• WORK INSTRUCTIONS
Could you rewrite the lines from the line with "Tell me — is the car" to the line with "[[301, 61, 863, 644]]" as a two-column CSV with the header text,answer? Each row should pair a text with the answer that follows it, with each value in a single quoted field and line breaks replaced by spaces.

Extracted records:
+++
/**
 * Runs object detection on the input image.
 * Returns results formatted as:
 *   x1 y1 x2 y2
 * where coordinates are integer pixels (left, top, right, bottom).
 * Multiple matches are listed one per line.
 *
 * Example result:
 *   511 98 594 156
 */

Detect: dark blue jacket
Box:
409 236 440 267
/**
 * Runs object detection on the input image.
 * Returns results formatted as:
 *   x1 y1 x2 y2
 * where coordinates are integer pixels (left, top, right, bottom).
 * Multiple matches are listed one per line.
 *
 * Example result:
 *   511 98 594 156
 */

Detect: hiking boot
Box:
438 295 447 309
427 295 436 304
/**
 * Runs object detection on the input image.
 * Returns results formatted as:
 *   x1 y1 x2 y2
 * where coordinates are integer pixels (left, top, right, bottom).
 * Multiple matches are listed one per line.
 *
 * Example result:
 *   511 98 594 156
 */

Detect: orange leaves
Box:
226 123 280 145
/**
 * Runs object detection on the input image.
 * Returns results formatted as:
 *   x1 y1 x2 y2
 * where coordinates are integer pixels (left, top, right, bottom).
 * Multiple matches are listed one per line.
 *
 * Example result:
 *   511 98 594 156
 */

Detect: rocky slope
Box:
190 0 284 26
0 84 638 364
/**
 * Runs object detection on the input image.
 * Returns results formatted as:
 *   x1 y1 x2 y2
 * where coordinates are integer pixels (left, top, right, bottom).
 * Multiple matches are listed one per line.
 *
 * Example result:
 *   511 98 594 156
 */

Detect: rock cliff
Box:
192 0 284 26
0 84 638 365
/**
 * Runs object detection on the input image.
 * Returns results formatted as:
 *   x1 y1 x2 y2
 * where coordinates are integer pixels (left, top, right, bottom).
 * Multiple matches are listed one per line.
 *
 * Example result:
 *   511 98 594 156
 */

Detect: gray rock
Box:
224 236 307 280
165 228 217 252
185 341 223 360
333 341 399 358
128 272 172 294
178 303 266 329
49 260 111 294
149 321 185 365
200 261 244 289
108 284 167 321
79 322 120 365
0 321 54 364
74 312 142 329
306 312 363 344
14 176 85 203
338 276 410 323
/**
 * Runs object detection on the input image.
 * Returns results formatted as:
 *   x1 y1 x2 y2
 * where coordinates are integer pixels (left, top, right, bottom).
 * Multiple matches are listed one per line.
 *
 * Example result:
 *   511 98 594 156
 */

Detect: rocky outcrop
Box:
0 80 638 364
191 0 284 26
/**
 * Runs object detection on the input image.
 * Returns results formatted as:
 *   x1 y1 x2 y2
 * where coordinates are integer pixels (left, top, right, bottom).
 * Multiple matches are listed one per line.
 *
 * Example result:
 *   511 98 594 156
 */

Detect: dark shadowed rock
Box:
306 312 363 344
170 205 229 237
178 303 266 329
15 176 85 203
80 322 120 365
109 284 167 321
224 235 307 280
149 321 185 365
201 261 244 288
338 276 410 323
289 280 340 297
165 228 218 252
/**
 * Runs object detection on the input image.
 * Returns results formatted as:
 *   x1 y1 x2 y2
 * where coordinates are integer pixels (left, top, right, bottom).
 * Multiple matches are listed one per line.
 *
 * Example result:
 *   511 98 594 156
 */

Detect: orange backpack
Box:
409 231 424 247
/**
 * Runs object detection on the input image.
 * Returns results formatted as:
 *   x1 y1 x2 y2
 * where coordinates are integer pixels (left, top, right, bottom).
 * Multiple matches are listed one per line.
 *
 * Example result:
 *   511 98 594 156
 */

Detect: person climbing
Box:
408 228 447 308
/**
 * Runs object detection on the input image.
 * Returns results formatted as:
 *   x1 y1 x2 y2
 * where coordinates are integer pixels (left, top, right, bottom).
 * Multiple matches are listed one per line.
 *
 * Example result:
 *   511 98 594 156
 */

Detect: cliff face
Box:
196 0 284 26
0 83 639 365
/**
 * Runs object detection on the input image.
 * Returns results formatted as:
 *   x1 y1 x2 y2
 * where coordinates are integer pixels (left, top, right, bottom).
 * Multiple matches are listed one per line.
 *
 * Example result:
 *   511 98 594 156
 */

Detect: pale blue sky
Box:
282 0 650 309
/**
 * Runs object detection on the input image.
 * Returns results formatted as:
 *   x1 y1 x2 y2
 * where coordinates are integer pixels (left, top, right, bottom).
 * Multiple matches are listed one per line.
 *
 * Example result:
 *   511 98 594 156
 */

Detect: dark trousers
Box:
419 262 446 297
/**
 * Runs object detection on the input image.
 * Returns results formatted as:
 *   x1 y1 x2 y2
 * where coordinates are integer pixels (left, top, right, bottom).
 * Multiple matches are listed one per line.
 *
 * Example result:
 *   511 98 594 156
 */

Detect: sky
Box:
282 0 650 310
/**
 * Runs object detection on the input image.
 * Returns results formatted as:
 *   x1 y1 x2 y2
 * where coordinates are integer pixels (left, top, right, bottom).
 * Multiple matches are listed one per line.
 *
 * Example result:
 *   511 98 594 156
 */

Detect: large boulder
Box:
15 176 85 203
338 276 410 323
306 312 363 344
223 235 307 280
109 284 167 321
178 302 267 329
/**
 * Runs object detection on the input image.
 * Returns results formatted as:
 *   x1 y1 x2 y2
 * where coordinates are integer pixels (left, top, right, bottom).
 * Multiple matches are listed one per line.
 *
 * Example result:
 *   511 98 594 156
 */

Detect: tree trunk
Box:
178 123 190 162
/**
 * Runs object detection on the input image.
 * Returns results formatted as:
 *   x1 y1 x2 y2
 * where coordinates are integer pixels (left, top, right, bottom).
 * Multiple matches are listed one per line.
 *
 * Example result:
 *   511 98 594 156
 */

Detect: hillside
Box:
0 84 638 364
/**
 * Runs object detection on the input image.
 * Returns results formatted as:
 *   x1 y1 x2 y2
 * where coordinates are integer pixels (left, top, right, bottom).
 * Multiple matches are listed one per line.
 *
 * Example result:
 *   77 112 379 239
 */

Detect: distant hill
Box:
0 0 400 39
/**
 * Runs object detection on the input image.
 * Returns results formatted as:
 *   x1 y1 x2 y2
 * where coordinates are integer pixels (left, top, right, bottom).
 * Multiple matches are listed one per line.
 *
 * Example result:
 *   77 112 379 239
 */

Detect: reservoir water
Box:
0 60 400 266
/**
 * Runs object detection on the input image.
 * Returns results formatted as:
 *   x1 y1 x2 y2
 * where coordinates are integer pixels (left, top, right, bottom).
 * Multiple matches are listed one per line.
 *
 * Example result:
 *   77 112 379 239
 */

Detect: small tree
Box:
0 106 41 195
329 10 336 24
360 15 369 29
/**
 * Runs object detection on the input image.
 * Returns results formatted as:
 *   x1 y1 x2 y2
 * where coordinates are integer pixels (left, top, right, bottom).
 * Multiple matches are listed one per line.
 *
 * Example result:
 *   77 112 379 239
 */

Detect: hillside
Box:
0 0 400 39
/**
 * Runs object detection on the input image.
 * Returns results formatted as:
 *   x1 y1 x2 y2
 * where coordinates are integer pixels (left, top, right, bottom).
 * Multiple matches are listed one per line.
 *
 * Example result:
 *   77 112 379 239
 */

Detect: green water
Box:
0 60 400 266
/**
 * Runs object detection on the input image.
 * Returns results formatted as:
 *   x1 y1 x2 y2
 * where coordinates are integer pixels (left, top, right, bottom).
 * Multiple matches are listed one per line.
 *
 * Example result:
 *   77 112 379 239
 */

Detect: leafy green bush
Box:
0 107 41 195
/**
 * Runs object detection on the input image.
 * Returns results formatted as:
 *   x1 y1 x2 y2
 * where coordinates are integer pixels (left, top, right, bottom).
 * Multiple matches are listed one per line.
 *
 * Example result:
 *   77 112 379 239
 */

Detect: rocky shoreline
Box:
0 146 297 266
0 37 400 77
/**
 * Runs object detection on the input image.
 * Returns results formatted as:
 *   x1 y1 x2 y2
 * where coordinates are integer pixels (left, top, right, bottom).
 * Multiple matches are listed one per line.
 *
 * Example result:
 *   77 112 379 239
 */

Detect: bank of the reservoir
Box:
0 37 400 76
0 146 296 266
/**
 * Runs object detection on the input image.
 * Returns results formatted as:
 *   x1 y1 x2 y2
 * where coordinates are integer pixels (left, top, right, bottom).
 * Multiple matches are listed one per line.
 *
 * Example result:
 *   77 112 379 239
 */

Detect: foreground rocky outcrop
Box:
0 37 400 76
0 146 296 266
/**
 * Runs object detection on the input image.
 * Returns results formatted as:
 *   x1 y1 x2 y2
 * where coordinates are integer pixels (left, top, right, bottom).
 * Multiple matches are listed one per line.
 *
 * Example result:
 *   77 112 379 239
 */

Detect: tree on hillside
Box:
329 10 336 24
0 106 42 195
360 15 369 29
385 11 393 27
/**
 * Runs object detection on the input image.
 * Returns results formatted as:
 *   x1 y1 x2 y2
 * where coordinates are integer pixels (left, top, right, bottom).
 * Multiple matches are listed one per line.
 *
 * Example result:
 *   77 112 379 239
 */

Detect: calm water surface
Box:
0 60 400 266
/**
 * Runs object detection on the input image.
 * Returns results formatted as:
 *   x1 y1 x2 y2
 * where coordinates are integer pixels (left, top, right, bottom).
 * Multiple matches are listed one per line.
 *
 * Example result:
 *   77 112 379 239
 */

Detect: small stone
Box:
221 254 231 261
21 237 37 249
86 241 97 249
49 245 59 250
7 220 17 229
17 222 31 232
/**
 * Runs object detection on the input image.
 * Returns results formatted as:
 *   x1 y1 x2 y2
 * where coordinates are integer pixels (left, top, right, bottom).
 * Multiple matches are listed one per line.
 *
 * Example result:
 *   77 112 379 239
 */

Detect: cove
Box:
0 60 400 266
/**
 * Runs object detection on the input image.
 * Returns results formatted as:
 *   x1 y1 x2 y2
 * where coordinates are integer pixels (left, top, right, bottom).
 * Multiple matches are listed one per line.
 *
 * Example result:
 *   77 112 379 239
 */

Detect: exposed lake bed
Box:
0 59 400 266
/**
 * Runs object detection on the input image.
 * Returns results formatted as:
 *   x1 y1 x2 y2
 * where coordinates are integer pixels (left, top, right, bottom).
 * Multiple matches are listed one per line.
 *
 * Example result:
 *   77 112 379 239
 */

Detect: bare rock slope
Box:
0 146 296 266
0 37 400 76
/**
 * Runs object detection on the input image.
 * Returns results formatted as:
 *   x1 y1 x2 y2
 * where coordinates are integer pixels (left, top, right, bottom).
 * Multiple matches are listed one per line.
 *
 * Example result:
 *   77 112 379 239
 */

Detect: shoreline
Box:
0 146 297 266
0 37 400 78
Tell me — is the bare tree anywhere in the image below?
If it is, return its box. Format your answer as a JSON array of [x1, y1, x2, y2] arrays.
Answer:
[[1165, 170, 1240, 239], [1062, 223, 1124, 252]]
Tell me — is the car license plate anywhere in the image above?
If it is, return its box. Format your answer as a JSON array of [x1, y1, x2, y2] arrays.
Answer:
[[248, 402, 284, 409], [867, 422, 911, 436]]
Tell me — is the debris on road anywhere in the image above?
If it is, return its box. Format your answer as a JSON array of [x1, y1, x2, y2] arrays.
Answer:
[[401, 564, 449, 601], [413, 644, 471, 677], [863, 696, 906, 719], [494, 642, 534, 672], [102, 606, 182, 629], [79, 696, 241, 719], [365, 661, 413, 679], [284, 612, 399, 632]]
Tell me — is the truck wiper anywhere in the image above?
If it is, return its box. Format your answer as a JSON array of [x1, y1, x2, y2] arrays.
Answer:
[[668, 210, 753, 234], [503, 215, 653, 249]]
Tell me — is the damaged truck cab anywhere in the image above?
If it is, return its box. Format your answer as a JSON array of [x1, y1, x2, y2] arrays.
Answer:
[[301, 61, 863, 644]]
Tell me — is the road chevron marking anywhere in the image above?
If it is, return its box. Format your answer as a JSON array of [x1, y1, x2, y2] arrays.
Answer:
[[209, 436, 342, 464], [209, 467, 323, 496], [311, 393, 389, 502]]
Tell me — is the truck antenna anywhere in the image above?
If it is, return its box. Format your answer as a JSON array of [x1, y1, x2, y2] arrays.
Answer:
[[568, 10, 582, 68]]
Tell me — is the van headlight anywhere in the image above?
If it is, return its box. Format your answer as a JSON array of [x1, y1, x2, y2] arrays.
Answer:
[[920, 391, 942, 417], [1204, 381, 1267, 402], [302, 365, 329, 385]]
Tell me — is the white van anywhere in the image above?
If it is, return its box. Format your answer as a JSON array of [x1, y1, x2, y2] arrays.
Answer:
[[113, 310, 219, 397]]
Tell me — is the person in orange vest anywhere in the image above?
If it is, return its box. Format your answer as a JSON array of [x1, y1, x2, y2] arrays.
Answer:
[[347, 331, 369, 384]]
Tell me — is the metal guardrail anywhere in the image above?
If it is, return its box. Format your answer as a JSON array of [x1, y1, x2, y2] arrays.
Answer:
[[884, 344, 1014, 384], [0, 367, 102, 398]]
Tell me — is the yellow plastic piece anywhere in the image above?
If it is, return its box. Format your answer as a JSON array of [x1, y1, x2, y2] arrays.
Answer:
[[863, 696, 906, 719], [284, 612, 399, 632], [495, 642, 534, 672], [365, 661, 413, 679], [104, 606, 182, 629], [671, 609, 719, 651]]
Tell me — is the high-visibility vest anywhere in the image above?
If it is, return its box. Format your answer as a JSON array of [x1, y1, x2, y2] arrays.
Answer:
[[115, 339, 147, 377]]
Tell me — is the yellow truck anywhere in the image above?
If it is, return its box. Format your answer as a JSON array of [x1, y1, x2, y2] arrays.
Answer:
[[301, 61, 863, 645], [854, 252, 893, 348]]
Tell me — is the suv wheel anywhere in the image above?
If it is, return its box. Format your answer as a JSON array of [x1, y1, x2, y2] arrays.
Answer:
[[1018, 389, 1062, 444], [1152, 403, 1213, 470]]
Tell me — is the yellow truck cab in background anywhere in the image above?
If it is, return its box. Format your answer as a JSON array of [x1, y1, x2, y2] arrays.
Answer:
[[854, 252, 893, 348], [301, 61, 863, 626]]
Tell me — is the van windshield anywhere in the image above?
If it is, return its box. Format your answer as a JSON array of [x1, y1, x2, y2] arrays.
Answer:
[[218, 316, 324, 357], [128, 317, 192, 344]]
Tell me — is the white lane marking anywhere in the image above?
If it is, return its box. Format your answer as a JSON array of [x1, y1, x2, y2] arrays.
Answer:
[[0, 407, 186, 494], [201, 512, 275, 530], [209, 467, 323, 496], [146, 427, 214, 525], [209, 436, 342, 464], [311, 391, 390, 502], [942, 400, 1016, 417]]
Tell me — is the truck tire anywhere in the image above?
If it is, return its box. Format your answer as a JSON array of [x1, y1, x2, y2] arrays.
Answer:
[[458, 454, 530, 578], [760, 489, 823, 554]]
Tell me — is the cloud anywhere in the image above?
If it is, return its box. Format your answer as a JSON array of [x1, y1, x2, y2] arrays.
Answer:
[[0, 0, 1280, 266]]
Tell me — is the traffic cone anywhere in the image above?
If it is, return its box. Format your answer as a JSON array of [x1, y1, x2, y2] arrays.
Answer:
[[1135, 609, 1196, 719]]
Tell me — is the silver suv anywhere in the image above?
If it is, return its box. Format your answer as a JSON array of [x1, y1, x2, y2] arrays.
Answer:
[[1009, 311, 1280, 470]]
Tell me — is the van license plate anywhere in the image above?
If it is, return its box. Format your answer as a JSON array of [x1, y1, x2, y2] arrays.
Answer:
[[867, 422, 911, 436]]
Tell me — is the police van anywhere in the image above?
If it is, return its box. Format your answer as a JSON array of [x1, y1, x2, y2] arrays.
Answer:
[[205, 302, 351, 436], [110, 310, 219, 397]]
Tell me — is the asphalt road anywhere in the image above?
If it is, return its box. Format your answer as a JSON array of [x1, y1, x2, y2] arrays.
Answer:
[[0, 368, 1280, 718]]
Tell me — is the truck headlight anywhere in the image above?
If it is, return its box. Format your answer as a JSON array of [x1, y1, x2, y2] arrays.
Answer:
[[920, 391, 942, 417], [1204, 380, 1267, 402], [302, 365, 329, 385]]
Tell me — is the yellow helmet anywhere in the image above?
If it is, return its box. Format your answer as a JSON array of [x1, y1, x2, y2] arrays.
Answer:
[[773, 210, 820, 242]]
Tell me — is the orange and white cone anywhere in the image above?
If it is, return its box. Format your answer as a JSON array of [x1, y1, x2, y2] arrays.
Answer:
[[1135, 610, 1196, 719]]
+++
• ANSWER TO THIS EXERCISE
text,answer
"Tell me — is the car license plate anywhere in the image above? If it is, return its box. Format your answer as a JSON array of [x1, y1, x2, y2] arrays. Answer:","[[248, 402, 284, 409], [867, 422, 911, 436]]"
"Tell me — is the debris on road anywhere in the image above? If it is, return its box. Format your answer as a JSON array of [x1, y1, x2, y2] arrays. Answer:","[[401, 564, 449, 601], [413, 644, 471, 677], [863, 696, 906, 719], [494, 642, 534, 672], [102, 606, 182, 629], [79, 696, 241, 719], [365, 661, 413, 679], [284, 612, 399, 632]]"
"Tell me — is the truck wiper anywhere in the image above? If it is, return its box. Format your answer as a JSON array of [x1, y1, x2, y2] arrays. Answer:","[[668, 210, 753, 234], [503, 215, 653, 249]]"
"Tell me — is the damaged truck cab anywhere in the image above? If it is, return its box. Format your answer as a JSON array of [x1, y1, x2, y2] arrays. Answer:","[[301, 61, 863, 644]]"